» PROBLEM DESCRIPTION: Set down all the lines below, each one exactly as shown.

(Dataset entries)
Segment Open
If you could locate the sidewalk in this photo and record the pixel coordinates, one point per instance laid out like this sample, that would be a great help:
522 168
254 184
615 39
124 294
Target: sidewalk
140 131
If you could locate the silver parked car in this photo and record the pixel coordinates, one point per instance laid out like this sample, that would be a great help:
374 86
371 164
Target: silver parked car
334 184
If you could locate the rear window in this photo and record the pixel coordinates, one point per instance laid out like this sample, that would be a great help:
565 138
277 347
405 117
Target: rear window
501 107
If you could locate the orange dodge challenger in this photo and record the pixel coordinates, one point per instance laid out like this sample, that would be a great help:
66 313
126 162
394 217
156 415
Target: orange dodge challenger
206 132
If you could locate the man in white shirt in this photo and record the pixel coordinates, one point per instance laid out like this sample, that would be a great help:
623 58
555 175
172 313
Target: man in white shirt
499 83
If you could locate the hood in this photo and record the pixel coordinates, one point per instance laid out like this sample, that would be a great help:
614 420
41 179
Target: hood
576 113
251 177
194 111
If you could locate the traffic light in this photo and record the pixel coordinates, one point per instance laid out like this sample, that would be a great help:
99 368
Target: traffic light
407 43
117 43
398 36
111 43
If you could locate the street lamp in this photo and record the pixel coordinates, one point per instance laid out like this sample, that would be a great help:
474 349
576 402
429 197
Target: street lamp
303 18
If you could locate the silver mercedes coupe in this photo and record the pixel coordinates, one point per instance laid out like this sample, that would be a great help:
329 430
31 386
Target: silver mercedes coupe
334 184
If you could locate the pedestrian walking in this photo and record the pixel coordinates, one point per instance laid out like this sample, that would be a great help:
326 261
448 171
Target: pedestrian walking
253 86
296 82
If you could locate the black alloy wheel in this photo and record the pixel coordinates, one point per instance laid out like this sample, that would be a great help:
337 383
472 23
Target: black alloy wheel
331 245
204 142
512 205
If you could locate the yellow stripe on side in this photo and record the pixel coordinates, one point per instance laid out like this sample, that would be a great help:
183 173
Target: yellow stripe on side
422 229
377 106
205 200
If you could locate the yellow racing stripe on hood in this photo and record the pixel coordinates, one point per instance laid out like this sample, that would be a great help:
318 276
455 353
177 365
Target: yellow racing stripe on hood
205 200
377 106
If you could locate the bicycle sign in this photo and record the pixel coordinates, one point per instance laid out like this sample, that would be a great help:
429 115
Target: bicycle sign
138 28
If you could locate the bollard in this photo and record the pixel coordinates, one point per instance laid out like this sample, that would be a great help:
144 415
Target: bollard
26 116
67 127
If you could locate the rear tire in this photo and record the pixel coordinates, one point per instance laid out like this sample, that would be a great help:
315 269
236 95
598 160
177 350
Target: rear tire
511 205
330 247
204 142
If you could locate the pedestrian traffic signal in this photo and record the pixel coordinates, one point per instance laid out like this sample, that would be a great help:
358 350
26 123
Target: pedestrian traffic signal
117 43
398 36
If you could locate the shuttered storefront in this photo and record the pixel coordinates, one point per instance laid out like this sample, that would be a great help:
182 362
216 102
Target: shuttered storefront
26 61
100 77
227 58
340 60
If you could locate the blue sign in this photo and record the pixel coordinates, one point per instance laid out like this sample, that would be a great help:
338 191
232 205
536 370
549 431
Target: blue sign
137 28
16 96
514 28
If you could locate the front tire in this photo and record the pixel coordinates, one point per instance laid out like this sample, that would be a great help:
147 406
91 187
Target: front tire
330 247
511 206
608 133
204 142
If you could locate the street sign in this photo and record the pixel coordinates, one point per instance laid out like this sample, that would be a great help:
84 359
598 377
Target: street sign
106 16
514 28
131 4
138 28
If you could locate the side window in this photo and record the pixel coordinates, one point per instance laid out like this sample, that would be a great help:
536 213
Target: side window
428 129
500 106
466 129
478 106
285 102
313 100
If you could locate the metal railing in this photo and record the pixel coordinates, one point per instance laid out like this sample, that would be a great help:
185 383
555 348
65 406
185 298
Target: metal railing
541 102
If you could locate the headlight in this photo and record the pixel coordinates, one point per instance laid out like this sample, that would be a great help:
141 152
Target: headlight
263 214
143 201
Segment Closed
» YOUR SOLUTION:
If you could locate the sidewalk in this photo and record the pixel coordinates, one point per instance laid out like this sample, that would be a great help:
522 168
254 184
615 39
124 294
Target: sidewalk
140 131
If you could locate the silver parked car in this photo and record the pixel coordinates, one point per instance laid out like this sample, that would be a great help:
374 86
371 164
Target: silver parked car
334 184
If you could locate the rear window in this photo and record the pixel coordinates, one point per instance laid out like this sample, that would be a great help:
565 138
277 347
405 117
Target: rear window
501 107
If you could locate the orange dodge challenger in this photo and record the pixel coordinates, one point per instance laid out like this sample, that would be a great help:
66 313
126 162
394 217
156 415
Target: orange dodge challenger
206 132
If you could locate the man in white shirt in this photo and record the pixel coordinates, one point per instance laid out like this sample, that would be a great help:
623 58
555 175
172 313
Target: man in white shirt
499 83
If you could locate the hood in this photo and record the pixel coordinates, one point per instance laid out like this sample, that would be a great help:
614 420
41 179
Target: hood
576 113
251 177
194 111
If you could locate the traffic light in this photo and record the pixel coordinates, one point per instance laid out like this sample, that would be a great help:
99 368
Target: traffic light
407 43
117 43
398 36
111 43
If you could locate the street lamp in this photo and record the pixel coordinates, one point per instance laid out like this sample, that would be a great help:
474 349
576 402
429 197
Target: street lamp
303 18
If you could locate the silver mercedes coupe in this photo and record the pixel coordinates, one point per instance laid out like this sample, that would be a great help:
329 430
31 386
Target: silver mercedes coupe
334 184
If you could locate the pedestrian walking in this photo and record the pixel coordinates, one point per instance laid out like this sample, that would be a great help:
326 261
448 171
Target: pedestrian walking
253 86
296 82
If you could locate the black alloy wheel in this photo and record the pixel coordinates, one point per instance laid out like this sample, that would be a great help:
337 383
472 23
Target: black alloy wheel
331 245
204 142
512 205
If you could locate the yellow stripe on side in this photo and record the pixel coordinates, one point per instance laid out like this sample, that would be a great help:
183 173
Target: yellow stripe on side
422 229
377 106
205 200
If you could locate the yellow racing stripe on hood in this photo and record the pixel coordinates, one point per instance laid out like this sample, that would be a great help:
318 276
455 353
177 365
Target: yellow racing stripe on hood
205 200
377 106
If you could locate the bicycle sign in this photo and record the pixel coordinates, one point per instance laid out like this sample, that would be a great help:
429 115
Target: bicycle sign
138 28
If you could locate the bollard in this photo and record the pixel coordinates, one point per instance laid out like this sample, that would be a great help:
144 415
Target: bollard
26 116
67 127
If you could locate the rear tire in this photo and record the pixel coordinates, one point per instance laid out like this sample, that would be a great help:
315 269
236 95
598 160
177 350
Target: rear tire
511 205
330 247
204 142
If you could locate the pedestrian traffic signal in this photo and record the pixel coordinates, one point per instance laid out like this sample, that would be a great help:
358 350
26 123
Target: pedestrian traffic signal
117 43
398 36
If you could locate the shuttered storefront in this photo and record the pixel coordinates, one point per instance laid out like this sample, that would be a great help:
182 362
216 102
Target: shuttered storefront
26 61
100 77
227 58
340 60
If you could locate the blue sign in this photo and record the pixel coordinates, one point per instance laid out like this sample, that would be a great help:
338 191
232 205
536 370
549 431
Target: blue sign
137 28
16 96
514 28
If you could locate the front tire in this photo and record the pixel coordinates, one point per instance laid out like this sample, that would be a great help:
147 406
91 187
Target: front tire
330 247
511 206
608 133
204 142
If you could locate the street sign in this photo and record the pixel coordinates, one point per instance laid out like this sample, that would be a great help:
84 359
598 377
Target: street sign
106 16
514 28
131 4
138 28
If you could locate the side window in this photo and record the pixel coordinates, one point per instance laid out like this sample, that would be a great help:
536 213
Target: side window
428 129
500 106
466 129
478 106
285 102
313 100
If you could locate the metal railing in this photo and record the pixel coordinates, one point per instance laid out like this sample, that would be a great help:
185 383
555 348
65 406
185 298
Target: metal railing
541 102
If you could locate the headlight in this photo and record the pixel coordinates, one point per instance laid out like this sample, that would be a great help:
141 152
Target: headlight
263 214
143 201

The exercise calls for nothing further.